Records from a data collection
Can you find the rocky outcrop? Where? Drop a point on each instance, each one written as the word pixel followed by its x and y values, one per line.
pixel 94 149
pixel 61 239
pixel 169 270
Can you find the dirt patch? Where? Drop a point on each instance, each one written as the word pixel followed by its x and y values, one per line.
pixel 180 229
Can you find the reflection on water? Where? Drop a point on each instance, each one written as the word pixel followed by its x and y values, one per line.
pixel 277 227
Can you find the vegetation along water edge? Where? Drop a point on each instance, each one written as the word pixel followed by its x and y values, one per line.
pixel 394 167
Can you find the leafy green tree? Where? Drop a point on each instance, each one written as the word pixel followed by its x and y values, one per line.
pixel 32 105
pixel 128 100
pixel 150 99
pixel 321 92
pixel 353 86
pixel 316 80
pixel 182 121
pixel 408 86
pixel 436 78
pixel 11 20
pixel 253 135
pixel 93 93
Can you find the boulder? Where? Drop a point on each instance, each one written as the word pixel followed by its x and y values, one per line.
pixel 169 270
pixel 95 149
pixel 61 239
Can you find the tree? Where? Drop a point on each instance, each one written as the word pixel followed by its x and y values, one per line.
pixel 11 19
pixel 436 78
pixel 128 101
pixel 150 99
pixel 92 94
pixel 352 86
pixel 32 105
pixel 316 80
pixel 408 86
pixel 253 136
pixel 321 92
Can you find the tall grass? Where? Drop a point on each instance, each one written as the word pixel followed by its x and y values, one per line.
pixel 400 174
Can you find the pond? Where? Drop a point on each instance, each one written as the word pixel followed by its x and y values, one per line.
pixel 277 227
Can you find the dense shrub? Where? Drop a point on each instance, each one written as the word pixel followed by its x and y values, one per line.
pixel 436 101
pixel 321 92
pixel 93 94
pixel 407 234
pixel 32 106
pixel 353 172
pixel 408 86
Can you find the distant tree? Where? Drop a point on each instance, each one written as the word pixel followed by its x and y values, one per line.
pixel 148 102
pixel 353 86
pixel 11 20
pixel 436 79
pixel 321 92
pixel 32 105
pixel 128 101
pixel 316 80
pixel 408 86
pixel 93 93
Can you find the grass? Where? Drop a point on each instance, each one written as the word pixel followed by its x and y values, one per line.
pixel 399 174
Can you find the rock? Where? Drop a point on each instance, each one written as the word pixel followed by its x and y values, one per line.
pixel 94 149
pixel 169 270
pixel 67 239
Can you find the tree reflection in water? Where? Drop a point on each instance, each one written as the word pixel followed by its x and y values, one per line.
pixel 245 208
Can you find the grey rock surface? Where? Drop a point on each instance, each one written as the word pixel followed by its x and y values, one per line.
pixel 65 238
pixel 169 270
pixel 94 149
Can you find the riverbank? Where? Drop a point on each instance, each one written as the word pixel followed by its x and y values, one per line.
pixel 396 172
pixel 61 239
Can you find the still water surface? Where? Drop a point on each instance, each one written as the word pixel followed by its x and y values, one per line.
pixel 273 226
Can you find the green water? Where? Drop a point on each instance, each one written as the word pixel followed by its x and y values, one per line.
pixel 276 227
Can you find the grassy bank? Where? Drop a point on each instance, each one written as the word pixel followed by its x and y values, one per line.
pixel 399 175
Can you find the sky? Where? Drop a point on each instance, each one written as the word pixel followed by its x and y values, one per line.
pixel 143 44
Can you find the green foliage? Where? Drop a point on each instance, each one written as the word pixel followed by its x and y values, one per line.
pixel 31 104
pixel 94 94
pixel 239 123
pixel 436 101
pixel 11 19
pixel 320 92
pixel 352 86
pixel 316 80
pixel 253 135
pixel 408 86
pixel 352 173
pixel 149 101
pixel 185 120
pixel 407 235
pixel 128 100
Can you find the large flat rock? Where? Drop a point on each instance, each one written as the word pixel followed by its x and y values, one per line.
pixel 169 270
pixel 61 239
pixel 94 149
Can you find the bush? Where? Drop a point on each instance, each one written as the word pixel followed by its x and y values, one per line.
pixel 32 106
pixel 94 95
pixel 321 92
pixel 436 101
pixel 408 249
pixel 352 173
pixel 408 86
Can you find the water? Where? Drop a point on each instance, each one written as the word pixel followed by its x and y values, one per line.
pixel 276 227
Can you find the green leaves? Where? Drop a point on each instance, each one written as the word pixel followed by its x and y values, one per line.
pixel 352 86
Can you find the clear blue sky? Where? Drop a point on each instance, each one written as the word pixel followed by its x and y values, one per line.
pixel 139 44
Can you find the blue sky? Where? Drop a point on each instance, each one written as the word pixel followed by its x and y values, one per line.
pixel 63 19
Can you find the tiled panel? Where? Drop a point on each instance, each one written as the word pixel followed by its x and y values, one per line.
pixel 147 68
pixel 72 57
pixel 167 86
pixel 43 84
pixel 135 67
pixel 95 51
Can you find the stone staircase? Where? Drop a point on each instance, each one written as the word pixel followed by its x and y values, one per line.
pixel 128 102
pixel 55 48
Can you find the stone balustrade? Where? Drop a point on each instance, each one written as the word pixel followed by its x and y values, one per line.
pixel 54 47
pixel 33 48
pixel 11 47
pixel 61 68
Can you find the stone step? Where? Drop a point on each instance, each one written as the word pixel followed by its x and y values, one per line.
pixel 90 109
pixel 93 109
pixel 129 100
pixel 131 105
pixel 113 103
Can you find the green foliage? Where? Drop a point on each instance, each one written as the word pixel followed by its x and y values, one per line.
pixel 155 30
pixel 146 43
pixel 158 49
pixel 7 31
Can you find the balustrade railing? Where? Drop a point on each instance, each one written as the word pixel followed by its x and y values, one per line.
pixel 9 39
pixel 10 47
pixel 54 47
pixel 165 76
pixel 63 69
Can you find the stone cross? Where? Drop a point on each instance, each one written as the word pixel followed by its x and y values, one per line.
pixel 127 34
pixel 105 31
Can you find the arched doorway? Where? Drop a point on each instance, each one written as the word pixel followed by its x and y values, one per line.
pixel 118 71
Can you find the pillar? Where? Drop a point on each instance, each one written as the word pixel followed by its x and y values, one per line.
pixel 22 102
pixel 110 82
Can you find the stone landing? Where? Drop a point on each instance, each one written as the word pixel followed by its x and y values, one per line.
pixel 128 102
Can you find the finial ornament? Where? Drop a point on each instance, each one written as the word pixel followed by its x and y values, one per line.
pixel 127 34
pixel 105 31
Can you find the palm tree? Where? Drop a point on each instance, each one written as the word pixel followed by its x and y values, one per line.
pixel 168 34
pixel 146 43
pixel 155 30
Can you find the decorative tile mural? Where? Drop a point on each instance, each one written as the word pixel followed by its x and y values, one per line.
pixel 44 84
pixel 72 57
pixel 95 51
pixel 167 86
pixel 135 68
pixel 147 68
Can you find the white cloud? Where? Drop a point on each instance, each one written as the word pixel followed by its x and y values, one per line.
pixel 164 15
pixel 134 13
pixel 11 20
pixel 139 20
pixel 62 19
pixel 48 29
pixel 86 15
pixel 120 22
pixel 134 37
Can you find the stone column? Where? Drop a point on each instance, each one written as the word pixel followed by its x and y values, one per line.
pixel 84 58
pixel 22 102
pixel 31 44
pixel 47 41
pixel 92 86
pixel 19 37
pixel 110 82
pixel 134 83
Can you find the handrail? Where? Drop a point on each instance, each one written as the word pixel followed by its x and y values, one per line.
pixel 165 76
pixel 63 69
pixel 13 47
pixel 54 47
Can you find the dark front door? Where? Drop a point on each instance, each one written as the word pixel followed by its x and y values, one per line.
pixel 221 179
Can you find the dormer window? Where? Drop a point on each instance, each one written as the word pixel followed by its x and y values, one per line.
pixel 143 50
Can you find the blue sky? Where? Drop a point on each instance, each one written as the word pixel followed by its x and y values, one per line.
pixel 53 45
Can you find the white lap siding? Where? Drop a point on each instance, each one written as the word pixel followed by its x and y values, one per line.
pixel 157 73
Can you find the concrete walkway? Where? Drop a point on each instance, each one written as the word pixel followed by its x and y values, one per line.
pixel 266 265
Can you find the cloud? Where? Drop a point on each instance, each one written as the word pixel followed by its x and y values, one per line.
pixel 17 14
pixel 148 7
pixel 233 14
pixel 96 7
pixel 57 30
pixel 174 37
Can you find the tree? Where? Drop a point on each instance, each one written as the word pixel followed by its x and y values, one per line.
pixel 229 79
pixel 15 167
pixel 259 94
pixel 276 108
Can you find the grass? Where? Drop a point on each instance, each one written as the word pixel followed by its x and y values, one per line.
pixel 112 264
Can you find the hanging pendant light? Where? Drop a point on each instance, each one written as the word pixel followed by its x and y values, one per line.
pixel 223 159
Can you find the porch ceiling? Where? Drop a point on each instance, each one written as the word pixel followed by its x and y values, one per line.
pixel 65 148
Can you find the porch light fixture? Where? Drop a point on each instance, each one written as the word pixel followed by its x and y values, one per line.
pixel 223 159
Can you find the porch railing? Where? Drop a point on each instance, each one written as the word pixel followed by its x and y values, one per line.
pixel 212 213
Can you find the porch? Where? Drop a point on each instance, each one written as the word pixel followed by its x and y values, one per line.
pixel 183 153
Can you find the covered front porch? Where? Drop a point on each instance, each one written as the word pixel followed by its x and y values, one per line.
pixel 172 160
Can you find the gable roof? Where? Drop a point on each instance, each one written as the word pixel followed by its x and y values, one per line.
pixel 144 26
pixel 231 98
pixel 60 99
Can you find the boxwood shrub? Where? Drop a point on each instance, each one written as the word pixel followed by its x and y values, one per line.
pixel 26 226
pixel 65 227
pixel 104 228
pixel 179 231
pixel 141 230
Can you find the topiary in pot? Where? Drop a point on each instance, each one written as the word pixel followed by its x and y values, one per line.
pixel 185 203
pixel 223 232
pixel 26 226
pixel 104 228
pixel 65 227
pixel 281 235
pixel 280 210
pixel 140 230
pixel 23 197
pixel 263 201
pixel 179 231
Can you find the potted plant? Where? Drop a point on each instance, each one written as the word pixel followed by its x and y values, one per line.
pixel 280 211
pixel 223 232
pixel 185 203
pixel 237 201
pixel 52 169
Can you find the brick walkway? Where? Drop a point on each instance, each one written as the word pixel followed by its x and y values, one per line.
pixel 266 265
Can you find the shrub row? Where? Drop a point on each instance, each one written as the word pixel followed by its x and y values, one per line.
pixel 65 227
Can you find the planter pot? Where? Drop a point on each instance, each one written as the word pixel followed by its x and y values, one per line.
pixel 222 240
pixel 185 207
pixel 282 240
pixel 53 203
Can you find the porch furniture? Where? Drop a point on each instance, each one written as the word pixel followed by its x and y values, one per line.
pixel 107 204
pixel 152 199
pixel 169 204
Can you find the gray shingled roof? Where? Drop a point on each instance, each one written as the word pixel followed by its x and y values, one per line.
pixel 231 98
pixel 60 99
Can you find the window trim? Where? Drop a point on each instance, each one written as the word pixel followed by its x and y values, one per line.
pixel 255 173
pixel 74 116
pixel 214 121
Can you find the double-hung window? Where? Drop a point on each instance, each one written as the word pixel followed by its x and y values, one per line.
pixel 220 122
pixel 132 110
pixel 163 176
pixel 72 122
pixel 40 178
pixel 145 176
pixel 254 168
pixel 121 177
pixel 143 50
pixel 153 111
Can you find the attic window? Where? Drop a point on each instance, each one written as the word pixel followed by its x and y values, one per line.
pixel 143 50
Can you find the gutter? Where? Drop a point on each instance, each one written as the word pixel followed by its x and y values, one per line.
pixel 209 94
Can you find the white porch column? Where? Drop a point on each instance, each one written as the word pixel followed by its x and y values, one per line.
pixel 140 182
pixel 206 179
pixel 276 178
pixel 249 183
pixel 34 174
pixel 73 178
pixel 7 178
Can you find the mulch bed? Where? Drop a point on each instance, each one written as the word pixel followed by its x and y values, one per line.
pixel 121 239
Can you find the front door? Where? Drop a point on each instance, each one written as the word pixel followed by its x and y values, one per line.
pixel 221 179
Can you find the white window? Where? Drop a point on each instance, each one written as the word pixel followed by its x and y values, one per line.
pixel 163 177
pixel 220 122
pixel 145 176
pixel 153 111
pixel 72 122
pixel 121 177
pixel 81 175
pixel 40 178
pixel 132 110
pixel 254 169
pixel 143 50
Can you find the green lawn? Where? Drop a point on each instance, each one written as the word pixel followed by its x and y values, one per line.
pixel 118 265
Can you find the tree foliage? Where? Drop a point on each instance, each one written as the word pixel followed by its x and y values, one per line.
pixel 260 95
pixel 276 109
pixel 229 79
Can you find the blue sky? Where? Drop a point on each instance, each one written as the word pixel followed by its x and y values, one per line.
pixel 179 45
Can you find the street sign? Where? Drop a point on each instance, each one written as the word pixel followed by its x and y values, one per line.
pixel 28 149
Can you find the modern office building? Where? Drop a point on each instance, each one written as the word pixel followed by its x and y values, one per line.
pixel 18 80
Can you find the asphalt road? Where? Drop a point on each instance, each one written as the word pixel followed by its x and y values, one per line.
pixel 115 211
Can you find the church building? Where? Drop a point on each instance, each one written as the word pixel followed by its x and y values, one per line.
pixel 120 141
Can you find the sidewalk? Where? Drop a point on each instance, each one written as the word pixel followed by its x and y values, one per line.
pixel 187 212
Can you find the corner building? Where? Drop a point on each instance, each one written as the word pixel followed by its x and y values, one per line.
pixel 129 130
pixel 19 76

TASK OBJECTIVE | Put the lines of the records into a JSON list of strings, one string per line and leaving out blank lines. Begin at the first line of the records and stop after the line that contains "pixel 180 229".

TASK ANSWER |
[
  "Can you find the rocky outcrop? Where? Drop a point on each instance, each one written as the word pixel followed by its x and y values, one per line.",
  "pixel 94 149",
  "pixel 61 239",
  "pixel 169 270",
  "Can you find the dirt patch? Where? Drop a point on each instance, each one written as the word pixel followed by its x and y values, one per line.",
  "pixel 180 229"
]